__Provided passage__.
South African Ambassador to the United States
- In office 13 January 2025 – 14 March 2025
- President: Cyril Ramaphosa
- Preceded by: Ndumiso Ntshinga
- Succeeded by: Roelf Meyer
- In office 4 August 2010 – 23 February 2015
- President: Jacob Zuma
- Preceded by: Welile Nhlapo
- Succeeded by: M. J. Mahlangu

5th Premier of the Western Cape
- In office 30 April 2004 – 25 July 2008
- Preceded by: Marthinus van Schalkwyk
- Succeeded by: Lynne Brown

Personal details
- Born: 15 July 1962 (age 63) Cape Town, Cape Province, South Africa
- Party: African National Congress
- Spouse: Rosieda Shabodien
- Children: 2
- Parent(s): Ismail and Aziza Rasool
- Alma mater: University of Cape Town (BA)

= Ebrahim Rasool =

South African politician and diplomat

Ebrahim Rasool (born 15 July 1962) is a South African politician and former diplomat who served as the South African ambassador to the United States from 2010 to 2015 and again in 2025, as a member of the National Assembly from 2009 to 2010, and as the 5th premier of the Western Cape from 2004 to 2008. He is a member of the African National Congress and has held various leadership positions in the party.

On 14 March 2025, while serving as ambassador to the US, Rasool was declared persona non grata by Secretary of State Marco Rubio over his criticism of the Trump administration, and expelled from the United States.

==Early life and education==
Ebrahim Rasool was born 15 July 1962 in District Six, Cape Town, to a Muslim family of mixed English-Javanese-Dutch-Indian heritage. The apartheid system classified him as Coloured. When he was nine years old, he and his family were forcibly evicted from the area in which they lived due to the government declaring the area a "Whites-only" residential suburb, and his family relocated to Primose Park near Manenberg on the Cape Flats.

Rasool graduated from Livingstone High School in Claremont in 1980. He then studied at the University of Cape Town, graduating with a bachelor of arts degree in 1983 and receiving a Higher Diploma in Education in 1984. While at the University, Rasool became involved in student politics. He was employed as a teacher at Spine Road High School in 1985.

__Recorded data__.
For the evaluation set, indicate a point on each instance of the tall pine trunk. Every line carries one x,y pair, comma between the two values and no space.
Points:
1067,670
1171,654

__Tasks to perform__.
A. Based on the passage about Ebrahim Rasool, decide whether each statement agrees with it. Answer yes or no for each, and quote the deciding words. (i) Rasool earned a bachelor of arts degree from the University of Cape Town in 1983. (ii) Rasool's family was forcibly evicted when he was twelve years old. (iii) Roelf Meyer preceded Rasool as ambassador to the United States in 2025.
B. According to the passage about Ebrahim Rasool, which school did he graduate from in 1980?

__Results of the exercise__.
A.
(i) Yes: "graduating with a bachelor of arts degree in 1983"
(ii) No: "When he was nine years old, he and his family were forcibly evicted"
(iii) No: "Succeeded by: Roelf Meyer"

B. Livingstone High School in Claremont.